> Your goal:
Output the lines below as a numbered list, omitting any blank lines.

[Extracted records]
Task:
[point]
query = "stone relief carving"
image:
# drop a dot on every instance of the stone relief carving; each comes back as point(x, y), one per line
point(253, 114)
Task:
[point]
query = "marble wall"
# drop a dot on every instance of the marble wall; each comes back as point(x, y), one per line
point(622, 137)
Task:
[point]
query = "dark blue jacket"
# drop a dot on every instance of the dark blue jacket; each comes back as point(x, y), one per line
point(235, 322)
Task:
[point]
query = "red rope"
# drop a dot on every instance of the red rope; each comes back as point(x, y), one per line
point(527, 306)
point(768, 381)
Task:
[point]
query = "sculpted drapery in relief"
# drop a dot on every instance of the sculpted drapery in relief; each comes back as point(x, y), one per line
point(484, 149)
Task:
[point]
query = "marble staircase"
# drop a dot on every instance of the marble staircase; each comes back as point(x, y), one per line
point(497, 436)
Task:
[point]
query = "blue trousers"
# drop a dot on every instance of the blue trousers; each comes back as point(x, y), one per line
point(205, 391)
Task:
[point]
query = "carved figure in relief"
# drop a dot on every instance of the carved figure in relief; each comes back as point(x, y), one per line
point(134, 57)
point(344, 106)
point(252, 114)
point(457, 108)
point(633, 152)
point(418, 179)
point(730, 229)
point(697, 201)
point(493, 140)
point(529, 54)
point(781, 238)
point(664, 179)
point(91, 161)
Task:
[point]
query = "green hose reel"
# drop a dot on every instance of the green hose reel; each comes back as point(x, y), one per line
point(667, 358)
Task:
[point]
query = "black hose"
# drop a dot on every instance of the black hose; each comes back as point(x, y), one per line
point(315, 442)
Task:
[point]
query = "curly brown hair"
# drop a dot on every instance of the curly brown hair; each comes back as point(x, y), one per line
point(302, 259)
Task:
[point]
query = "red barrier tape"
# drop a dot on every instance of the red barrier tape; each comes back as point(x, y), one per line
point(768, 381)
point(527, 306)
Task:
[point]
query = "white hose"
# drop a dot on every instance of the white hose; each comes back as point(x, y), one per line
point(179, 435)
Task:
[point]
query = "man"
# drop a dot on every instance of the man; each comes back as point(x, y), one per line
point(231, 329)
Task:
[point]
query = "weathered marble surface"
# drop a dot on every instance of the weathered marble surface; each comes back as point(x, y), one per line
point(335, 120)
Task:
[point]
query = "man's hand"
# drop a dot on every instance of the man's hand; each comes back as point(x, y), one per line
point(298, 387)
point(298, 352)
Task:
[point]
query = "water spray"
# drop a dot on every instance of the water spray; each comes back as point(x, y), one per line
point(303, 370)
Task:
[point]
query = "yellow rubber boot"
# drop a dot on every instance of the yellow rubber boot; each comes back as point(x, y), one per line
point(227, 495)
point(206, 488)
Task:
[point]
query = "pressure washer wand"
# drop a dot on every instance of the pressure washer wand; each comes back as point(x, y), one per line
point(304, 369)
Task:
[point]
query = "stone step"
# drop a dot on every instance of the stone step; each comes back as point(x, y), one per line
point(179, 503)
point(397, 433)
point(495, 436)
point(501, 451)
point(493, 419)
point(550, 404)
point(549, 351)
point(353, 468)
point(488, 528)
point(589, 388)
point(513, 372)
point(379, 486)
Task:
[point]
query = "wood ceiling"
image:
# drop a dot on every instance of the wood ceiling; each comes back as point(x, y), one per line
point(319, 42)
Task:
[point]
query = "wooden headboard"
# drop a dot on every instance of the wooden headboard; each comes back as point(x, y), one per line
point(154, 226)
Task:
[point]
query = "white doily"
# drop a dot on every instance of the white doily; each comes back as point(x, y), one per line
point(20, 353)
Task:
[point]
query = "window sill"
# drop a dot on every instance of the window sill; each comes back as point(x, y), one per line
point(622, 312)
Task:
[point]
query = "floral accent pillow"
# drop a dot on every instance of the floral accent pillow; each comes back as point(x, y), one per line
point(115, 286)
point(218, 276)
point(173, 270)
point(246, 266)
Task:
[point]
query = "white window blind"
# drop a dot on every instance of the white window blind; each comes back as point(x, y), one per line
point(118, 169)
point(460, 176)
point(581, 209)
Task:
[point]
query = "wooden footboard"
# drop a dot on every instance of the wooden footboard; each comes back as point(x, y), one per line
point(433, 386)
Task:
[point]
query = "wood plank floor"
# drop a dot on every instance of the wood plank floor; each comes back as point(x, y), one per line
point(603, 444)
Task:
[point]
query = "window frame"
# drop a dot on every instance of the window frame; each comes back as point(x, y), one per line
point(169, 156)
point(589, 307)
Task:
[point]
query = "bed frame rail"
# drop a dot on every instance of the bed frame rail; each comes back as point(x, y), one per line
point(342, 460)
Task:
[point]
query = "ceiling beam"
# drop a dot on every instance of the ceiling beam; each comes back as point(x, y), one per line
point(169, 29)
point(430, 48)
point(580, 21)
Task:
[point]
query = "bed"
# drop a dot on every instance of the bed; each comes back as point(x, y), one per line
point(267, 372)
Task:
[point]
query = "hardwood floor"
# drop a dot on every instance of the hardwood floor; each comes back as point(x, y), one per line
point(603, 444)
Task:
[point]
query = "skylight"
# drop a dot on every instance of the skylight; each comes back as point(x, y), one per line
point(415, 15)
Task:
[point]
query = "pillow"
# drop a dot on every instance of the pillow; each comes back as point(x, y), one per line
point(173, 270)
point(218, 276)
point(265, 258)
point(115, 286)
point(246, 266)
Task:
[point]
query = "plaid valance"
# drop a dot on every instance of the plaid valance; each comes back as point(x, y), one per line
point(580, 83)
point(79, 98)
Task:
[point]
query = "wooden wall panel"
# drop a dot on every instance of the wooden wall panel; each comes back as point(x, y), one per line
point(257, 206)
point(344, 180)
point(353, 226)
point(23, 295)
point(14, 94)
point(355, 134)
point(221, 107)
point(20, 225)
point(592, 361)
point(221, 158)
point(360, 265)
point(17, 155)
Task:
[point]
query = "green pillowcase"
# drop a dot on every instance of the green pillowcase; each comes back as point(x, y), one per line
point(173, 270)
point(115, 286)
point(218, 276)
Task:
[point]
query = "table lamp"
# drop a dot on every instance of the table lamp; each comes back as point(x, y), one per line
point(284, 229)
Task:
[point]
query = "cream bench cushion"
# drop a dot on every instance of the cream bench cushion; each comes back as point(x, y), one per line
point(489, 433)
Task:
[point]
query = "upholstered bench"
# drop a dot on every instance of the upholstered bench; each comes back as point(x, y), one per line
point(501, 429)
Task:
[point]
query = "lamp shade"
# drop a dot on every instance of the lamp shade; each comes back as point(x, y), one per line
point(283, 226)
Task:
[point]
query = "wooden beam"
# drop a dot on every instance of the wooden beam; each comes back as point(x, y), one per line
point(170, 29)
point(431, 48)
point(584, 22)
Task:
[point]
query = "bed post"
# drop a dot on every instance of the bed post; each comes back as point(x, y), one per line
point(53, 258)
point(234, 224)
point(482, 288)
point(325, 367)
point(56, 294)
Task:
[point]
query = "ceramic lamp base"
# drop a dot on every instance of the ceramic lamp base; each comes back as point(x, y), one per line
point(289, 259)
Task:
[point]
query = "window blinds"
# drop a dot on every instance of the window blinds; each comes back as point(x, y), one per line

> Exercise result:
1. Task:
2. [point]
3. query = "stone relief carving"
4. image:
5. # drop a dot on every instance of the stone relief carving; each comes back as point(x, y), one per line
6. point(253, 114)
7. Task:
8. [point]
9. query = "marble wall"
10. # drop a dot on every instance of the marble wall; each comes back as point(x, y), one per line
11. point(622, 137)
12. Task:
13. [point]
14. query = "dark blue jacket"
15. # drop a dot on every instance of the dark blue jacket; each comes back as point(x, y), one per line
16. point(235, 322)
17. Task:
18. [point]
19. query = "red rope"
20. # drop a dot on every instance of the red rope; each comes back as point(x, y), one per line
21. point(527, 306)
22. point(768, 381)
23. Task:
24. [point]
25. query = "sculpted drapery in relief"
26. # drop a dot on every instance of the sculpted drapery in relief; each comes back as point(x, y), one per line
27. point(484, 149)
28. Task:
29. [point]
30. query = "marble staircase"
31. # drop a dot on every instance of the marble staircase; each comes back as point(x, y), one per line
32. point(497, 436)
33. Task:
34. [point]
35. query = "blue trousers"
36. # drop a dot on every instance of the blue trousers; each comes back as point(x, y), one per line
37. point(205, 391)
38. Task:
39. [point]
40. query = "carved figure in relief"
41. # drop a dot on every instance of the carved figure in relief; each comes back as point(x, y), one per line
42. point(134, 57)
43. point(344, 106)
44. point(252, 114)
45. point(457, 108)
46. point(633, 152)
47. point(418, 179)
48. point(730, 229)
49. point(697, 201)
50. point(493, 140)
51. point(529, 54)
52. point(781, 238)
53. point(664, 179)
54. point(91, 161)
55. Task:
56. [point]
57. query = "green hose reel"
58. # drop a dot on every instance of the green hose reel; each comes back as point(x, y), one per line
59. point(667, 358)
60. Task:
61. [point]
62. query = "black hose"
63. # drop a dot on every instance of the black hose; each comes back as point(x, y), one per line
64. point(315, 442)
65. Task:
66. [point]
67. query = "curly brown hair"
68. # drop a dot on every instance of the curly brown hair; each comes back as point(x, y), one per line
69. point(302, 259)
70. Task:
71. [point]
72. query = "red barrier tape"
73. # drop a dot on every instance of the red barrier tape; each comes back as point(x, y), one per line
74. point(768, 381)
75. point(527, 306)
76. Task:
77. [point]
78. query = "white hose"
79. # drop a dot on every instance of the white hose; each comes back as point(x, y), one per line
80. point(179, 435)
81. Task:
82. [point]
83. query = "man"
84. # drop a dot on every instance of the man; each comes back as point(x, y), one per line
85. point(231, 329)
86. Task:
87. [point]
88. query = "weathered marble surface"
89. # drop a dot on every instance of the weathered marble surface; each comes back as point(x, y), one per line
90. point(335, 120)
91. Task:
92. [point]
93. query = "man's hand"
94. # drop a dot on every instance of the man's hand; each comes back as point(x, y), one per line
95. point(298, 387)
96. point(298, 352)
97. Task:
98. [point]
99. query = "water spray"
100. # drop a dot on every instance of the water spray; each comes back as point(x, y), one per line
101. point(303, 370)
102. Task:
103. [point]
104. query = "yellow rubber boot"
105. # drop a dot on every instance of the yellow rubber boot; each comes back as point(x, y), one per line
106. point(227, 495)
107. point(206, 488)
108. Task:
109. [point]
110. query = "pressure washer wand"
111. # drop a dot on every instance of the pressure washer wand; each comes back as point(x, y), one per line
112. point(304, 369)
113. Task:
114. [point]
115. query = "stone step"
116. # drop a dot on every instance of the stone step; each comes back as point(x, y), one per line
117. point(179, 503)
118. point(397, 433)
119. point(495, 436)
120. point(501, 451)
121. point(493, 419)
122. point(550, 404)
123. point(549, 351)
124. point(353, 468)
125. point(488, 528)
126. point(589, 388)
127. point(513, 372)
128. point(379, 486)
129. Task:
130. [point]
131. query = "wood ceiling"
132. image:
133. # drop a dot on every instance of the wood ceiling; each comes back as point(x, y), one per line
134. point(319, 42)
135. Task:
136. [point]
137. query = "wooden headboard"
138. # drop a dot on every instance of the wooden headboard; each comes back as point(x, y), one per line
139. point(154, 226)
140. Task:
141. [point]
142. query = "white doily"
143. # drop a dot on every instance of the white doily; each comes back as point(x, y), one per line
144. point(20, 353)
145. Task:
146. [point]
147. query = "window sill"
148. # drop a dot on every instance of the window sill; each comes back as point(x, y), one per line
149. point(622, 312)
150. Task:
151. [point]
152. query = "floral accent pillow"
153. # drop a dot on every instance of the floral accent pillow; each comes back as point(x, y), one per line
154. point(115, 286)
155. point(218, 276)
156. point(173, 270)
157. point(246, 266)
158. Task:
159. [point]
160. query = "white window blind"
161. # drop a dot on every instance of the white window blind; each comes back as point(x, y), one per line
162. point(118, 169)
163. point(460, 176)
164. point(581, 209)
165. Task:
166. [point]
167. query = "wooden footboard"
168. # drop a dot on every instance of the wooden footboard; each comes back as point(x, y), one per line
169. point(433, 386)
170. Task:
171. [point]
172. query = "wood plank floor"
173. # drop a dot on every instance of the wood plank floor; each comes back as point(x, y), one per line
174. point(603, 444)
175. Task:
176. [point]
177. query = "window frame"
178. # drop a dot on every instance of the window frame; each comes back as point(x, y), one per line
179. point(169, 156)
180. point(589, 307)
181. Task:
182. [point]
183. query = "bed frame rail"
184. # drop a dot on every instance of the bed frame rail; each comes back as point(x, y), one per line
185. point(342, 460)
186. Task:
187. [point]
188. query = "ceiling beam"
189. # drop a dot on every instance of the ceiling beam; each comes back as point(x, y), one per line
190. point(169, 29)
191. point(430, 48)
192. point(580, 21)
193. Task:
194. [point]
195. query = "bed"
196. # drop a dot on every instance of the bed; each comes back as point(x, y), one per line
197. point(267, 372)
198. Task:
199. [point]
200. query = "hardwood floor"
201. # drop a dot on every instance of the hardwood floor; each comes back as point(x, y), one per line
202. point(603, 444)
203. Task:
204. [point]
205. query = "skylight"
206. # drop a dot on every instance of the skylight; each comes back as point(x, y), one per line
207. point(415, 15)
208. Task:
209. [point]
210. query = "pillow"
211. # drop a dot on every instance of the pillow; each comes back as point(x, y), one per line
212. point(173, 270)
213. point(218, 276)
214. point(265, 258)
215. point(115, 286)
216. point(246, 266)
217. Task:
218. [point]
219. query = "plaid valance"
220. # drop a dot on every instance of the plaid valance; each comes back as point(x, y), one per line
221. point(580, 83)
222. point(79, 98)
223. Task:
224. [point]
225. query = "wooden wall panel"
226. # drop a dot on every instance of the wooden wall panel; each comes back as point(x, y), one per line
227. point(257, 206)
228. point(344, 180)
229. point(353, 226)
230. point(23, 295)
231. point(14, 94)
232. point(355, 134)
233. point(221, 107)
234. point(20, 225)
235. point(592, 361)
236. point(221, 158)
237. point(360, 265)
238. point(17, 155)
239. Task:
240. [point]
241. query = "green pillowcase"
242. # drop a dot on every instance of the green pillowcase; each comes back as point(x, y), one per line
243. point(173, 270)
244. point(115, 286)
245. point(218, 276)
246. Task:
247. [point]
248. query = "table lamp"
249. # drop a dot on every instance of the table lamp; each comes back as point(x, y), one per line
250. point(284, 229)
251. Task:
252. [point]
253. query = "cream bench cushion"
254. # drop a dot on every instance of the cream bench cushion; each comes back as point(x, y), one per line
255. point(489, 433)
256. Task:
257. [point]
258. query = "upholstered bench"
259. # drop a dot on every instance of the upholstered bench; each comes back as point(x, y), one per line
260. point(501, 429)
261. Task:
262. [point]
263. query = "lamp shade"
264. # drop a dot on every instance of the lamp shade; each comes back as point(x, y), one per line
265. point(283, 226)
266. Task:
267. [point]
268. query = "wooden beam"
269. # drop a dot on every instance of the wooden beam; each comes back as point(x, y), one per line
270. point(170, 29)
271. point(431, 48)
272. point(584, 22)
273. Task:
274. [point]
275. query = "bed post"
276. # drop a dot on every instance of the bed post; each comes back as point(x, y), one per line
277. point(53, 258)
278. point(234, 224)
279. point(482, 288)
280. point(325, 367)
281. point(56, 294)
282. Task:
283. [point]
284. query = "ceramic lamp base"
285. # drop a dot on every instance of the ceramic lamp base; each comes back as point(x, y), one per line
286. point(289, 259)
287. Task:
288. [point]
289. query = "window blinds"
290. # drop a dot on every instance of the window blinds; each comes back as point(x, y), one per line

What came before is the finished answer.